*** Opening Document extract ***

Please answer all five questions and provide your evidence assessment before continuing.

Part Two — Audit Result

RCT Feasibility Verdict

The key distinction

The absence of RCT evidence and the absence of evidence are not the same claim. The evidence that exists for these questions is not insufficient — it is a different kind of evidence that must be evaluated on its own terms.

Graduate lens

Treating a pharmaceutical RCT and a population-level policy question by the same evidentiary standard is a category error that systematically advantages interventions that can be packaged as products over interventions that benefit populations.

Part Three — Synthesis

Lessons and debrief

The threshold question

Not "was this an RCT?" but "is this evidence rigorous enough for this decision?" Rigor means systematic collection, honest interpretation, and calibrated confidence — whatever form the evidence takes.

Program-based evidence

Implement on the basis of strong observational evidence, monitor outcomes systematically, revise as needed. Not a lower standard — the appropriate standard for a different kind of question.

Scientific caution vs. obstruction

Legitimate scientific caution is specific and addressable. Obstruction uses the form of scientific caution to delay action indefinitely. The distinction lies in whether the concern is proportionate to the evidence and the cost of waiting.

The RCT fallacy

Demanding RCT evidence when it cannot be obtained, then treating its absence as evidence of no effect, is not only an intellectual error. It is a tool of obstruction used strategically to delay action.

*** Closing Document extract ***

■ Task A
In Part Three of the passage on RCT evidence, list every heading that introduces a paragraph of its own.
■ Task B
Print the part of the passage on RCT evidence that begins with the words "Part Two — Audit" and ends after the words "that benefit populations.".
■ Task C
Write what comes next in the passage on RCT evidence, starting after its last sentence.
The items that follow have nothing to do with the passage on RCT evidence.

*** Opening Records provided ***

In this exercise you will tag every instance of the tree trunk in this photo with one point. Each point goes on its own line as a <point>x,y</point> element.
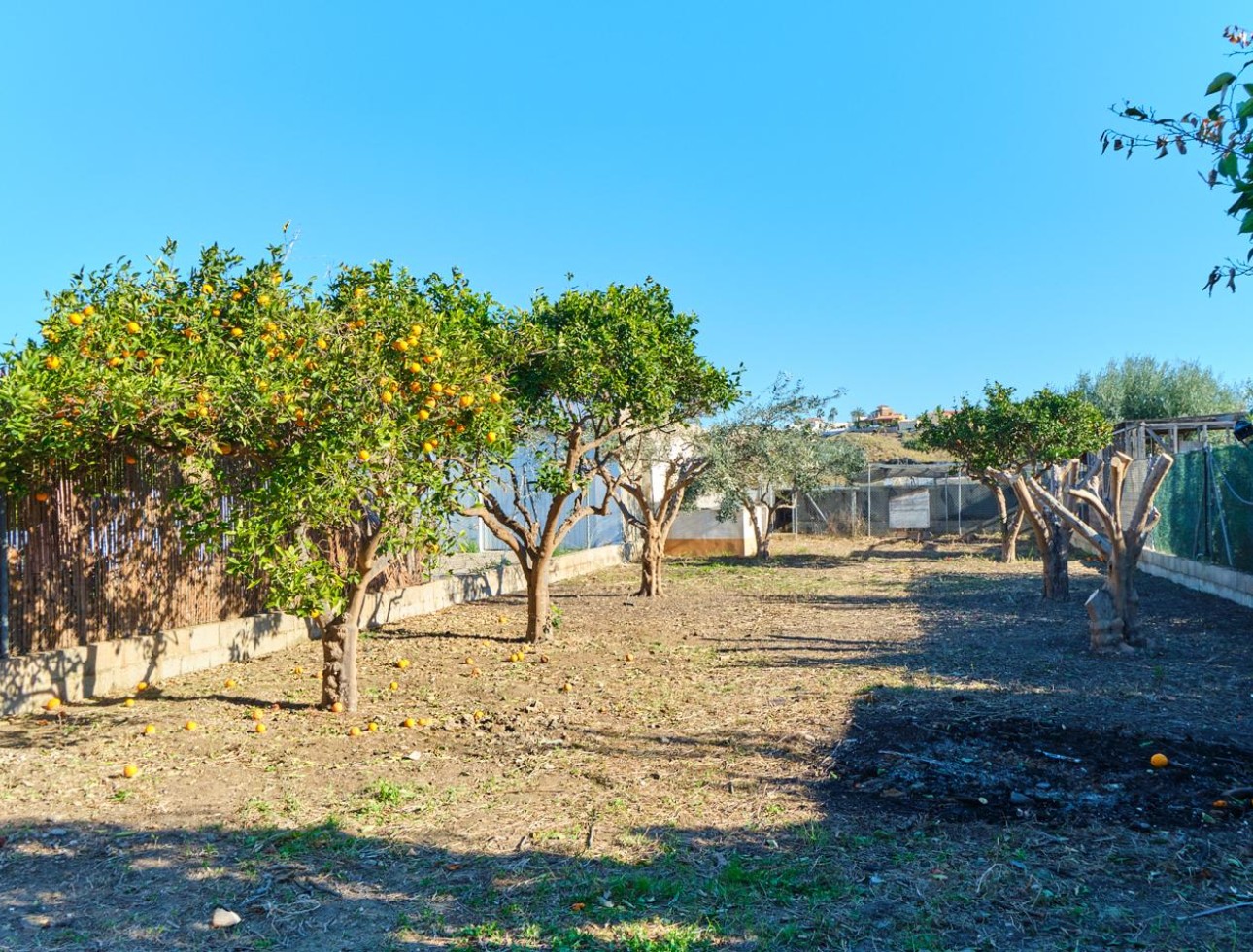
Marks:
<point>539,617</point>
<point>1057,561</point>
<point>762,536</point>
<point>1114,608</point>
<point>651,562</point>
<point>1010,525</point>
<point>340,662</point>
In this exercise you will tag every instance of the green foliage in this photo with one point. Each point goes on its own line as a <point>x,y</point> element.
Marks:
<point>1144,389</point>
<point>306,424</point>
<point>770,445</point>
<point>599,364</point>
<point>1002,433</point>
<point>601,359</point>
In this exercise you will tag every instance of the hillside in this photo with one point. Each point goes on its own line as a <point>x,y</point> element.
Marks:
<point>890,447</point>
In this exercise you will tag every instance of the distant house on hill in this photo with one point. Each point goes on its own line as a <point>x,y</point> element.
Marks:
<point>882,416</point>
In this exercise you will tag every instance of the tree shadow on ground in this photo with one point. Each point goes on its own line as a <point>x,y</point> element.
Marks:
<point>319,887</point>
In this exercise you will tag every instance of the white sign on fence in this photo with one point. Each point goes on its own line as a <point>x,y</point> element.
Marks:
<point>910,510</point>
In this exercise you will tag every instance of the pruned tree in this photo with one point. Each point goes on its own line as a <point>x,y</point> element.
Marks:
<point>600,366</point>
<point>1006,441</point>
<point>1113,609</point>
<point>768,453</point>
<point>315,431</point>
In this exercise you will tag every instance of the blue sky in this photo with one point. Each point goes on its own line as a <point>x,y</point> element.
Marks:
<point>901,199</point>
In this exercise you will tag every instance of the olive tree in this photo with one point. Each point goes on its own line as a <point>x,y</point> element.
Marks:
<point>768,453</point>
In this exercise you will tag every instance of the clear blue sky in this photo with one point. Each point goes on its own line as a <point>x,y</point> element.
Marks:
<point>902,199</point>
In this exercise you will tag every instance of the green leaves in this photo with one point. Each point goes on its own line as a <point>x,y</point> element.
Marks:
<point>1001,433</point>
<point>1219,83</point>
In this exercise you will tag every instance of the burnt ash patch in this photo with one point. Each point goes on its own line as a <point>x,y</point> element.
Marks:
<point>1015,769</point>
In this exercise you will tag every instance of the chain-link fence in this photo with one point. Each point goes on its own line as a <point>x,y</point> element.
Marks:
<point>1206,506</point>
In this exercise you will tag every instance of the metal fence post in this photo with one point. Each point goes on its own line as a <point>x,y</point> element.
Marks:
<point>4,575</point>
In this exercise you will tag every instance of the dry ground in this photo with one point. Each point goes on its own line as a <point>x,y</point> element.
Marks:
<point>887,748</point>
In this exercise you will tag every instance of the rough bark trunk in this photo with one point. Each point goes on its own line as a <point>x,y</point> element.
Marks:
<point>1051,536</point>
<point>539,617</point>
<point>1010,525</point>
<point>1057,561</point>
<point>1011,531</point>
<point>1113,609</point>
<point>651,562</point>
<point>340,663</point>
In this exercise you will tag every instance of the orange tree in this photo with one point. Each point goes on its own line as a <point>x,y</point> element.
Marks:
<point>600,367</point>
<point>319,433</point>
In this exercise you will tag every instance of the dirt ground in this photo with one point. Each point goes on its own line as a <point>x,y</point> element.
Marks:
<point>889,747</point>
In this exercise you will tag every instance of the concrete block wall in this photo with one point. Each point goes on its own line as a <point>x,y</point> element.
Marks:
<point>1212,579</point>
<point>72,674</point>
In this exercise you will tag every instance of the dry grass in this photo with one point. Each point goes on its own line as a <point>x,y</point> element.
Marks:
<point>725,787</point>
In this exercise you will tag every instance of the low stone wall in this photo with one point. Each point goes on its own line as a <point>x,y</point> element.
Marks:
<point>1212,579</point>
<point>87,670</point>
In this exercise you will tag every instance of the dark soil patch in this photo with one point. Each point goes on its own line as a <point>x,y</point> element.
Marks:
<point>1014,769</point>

*** Closing Records provided ***
*** Opening Records provided ***

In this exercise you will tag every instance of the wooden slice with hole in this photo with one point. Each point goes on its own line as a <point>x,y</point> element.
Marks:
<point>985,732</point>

*** Closing Records provided ***

■ Response box A
The threshold question
Program-based evidence
Scientific caution vs. obstruction
The RCT fallacy

■ Response box B
Part Two — Audit Result

RCT Feasibility Verdict

The key distinction

The absence of RCT evidence and the absence of evidence are not the same claim. The evidence that exists for these questions is not insufficient — it is a different kind of evidence that must be evaluated on its own terms.

Graduate lens

Treating a pharmaceutical RCT and a population-level policy question by the same evidentiary standard is a category error that systematically advantages interventions that can be packaged as products over interventions that benefit populations.

■ Response box C
Asymmetric cost

Evidence decisions are not symmetric. The cost of acting too early and the cost of waiting must both be made explicit. In the SIDS case, "waiting" meant preventable infant deaths per year of delay — a cost that rarely appeared in the scientific debate.

Humility and generalizability

Even excellent evidence is evidence about a specific time, population, and context. Comstock's call for replication of his own findings was not self-doubt — it was the highest form of scientific integrity.

Discussion questions

1. Of the three dissenting voices you faced, which gave you the most pause — and why? Looking back, was your hesitation justified, or was it a form of being swayed by the authority and confidence of the objection rather than its substance?

Graduate extension: The three objections represent a progression from procedural to statistical to epistemological caution. At what level of sophistication does a scientific objection become genuinely difficult to distinguish from strategic obstruction — and what analytical tools help make that distinction?

2. Dr. George Comstock called for replication of his own landmark epidemiological findings: "That was then, this is now. The bacteria might have changed. The nutritional status of infected people might have changed. The inoculum might have changed. We won't know unless we study it." How does this kind of scientific humility differ from the caution raised by the dissenting voices in this exercise?

Graduate extension: Comstock was calling for replication after action, not instead of it. Is this the model that the SIDS case followed? What is the relationship between program-based evidence and the kind of ongoing monitoring Comstock was advocating?

3. In your RCT audit, what evidence does exist for your chosen question? Evaluate it on its own terms — not by whether it is an RCT, but by whether it is rigorous enough for the decision at hand.

Graduate extension: Who benefits from demanding RCT evidence for your chosen question? Identify the specific mechanisms by which the RCT fallacy functions as a strategic tool — and what institutional architecture would be required to counteract it.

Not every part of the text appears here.